Format every line of the listing below as a Markdown table with the columns "Row" and "Text", numbering each line and omitting blank lines.

[Begin EXCERPTED RECORDS]

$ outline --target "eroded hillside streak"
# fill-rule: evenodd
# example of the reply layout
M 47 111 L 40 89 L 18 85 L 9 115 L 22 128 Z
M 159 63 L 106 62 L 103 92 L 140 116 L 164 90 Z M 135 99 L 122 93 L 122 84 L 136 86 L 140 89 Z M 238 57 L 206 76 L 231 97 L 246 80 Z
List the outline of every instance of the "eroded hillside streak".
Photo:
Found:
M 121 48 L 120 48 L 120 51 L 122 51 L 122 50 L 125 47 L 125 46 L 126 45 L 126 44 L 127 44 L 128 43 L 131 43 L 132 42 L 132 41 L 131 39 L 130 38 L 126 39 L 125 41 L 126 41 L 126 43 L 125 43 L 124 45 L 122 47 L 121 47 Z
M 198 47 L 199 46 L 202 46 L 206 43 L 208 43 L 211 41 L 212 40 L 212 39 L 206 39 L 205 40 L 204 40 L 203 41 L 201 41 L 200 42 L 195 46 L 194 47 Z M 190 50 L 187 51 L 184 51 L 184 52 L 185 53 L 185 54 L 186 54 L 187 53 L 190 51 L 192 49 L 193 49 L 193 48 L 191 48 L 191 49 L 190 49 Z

[End EXCERPTED RECORDS]

FINISHED ANSWER:
| Row | Text |
|---|---|
| 1 | $ outline --target "eroded hillside streak" |
| 2 | # fill-rule: evenodd |
| 3 | # example of the reply layout |
| 4 | M 47 111 L 40 89 L 18 85 L 9 115 L 22 128 Z |
| 5 | M 159 63 L 106 62 L 103 92 L 140 116 L 164 90 Z M 135 99 L 122 93 L 122 84 L 136 86 L 140 89 Z M 238 57 L 206 76 L 231 97 L 246 80 Z |
| 6 | List the outline of every instance of the "eroded hillside streak". |
| 7 | Photo: |
| 8 | Found: |
| 9 | M 121 48 L 120 48 L 120 51 L 122 51 L 122 50 L 125 47 L 125 46 L 126 45 L 126 44 L 127 44 L 128 43 L 131 43 L 132 42 L 132 41 L 131 39 L 130 38 L 126 39 L 125 41 L 126 41 L 126 43 L 125 43 L 124 45 L 122 47 L 121 47 Z |
| 10 | M 198 47 L 199 46 L 202 46 L 206 43 L 208 43 L 211 41 L 212 40 L 212 39 L 206 39 L 205 40 L 204 40 L 203 41 L 201 41 L 200 42 L 195 46 L 194 47 Z M 190 50 L 187 51 L 184 51 L 184 52 L 185 53 L 185 54 L 186 54 L 187 53 L 190 51 L 192 49 L 193 49 L 193 48 L 191 48 L 191 49 L 190 49 Z |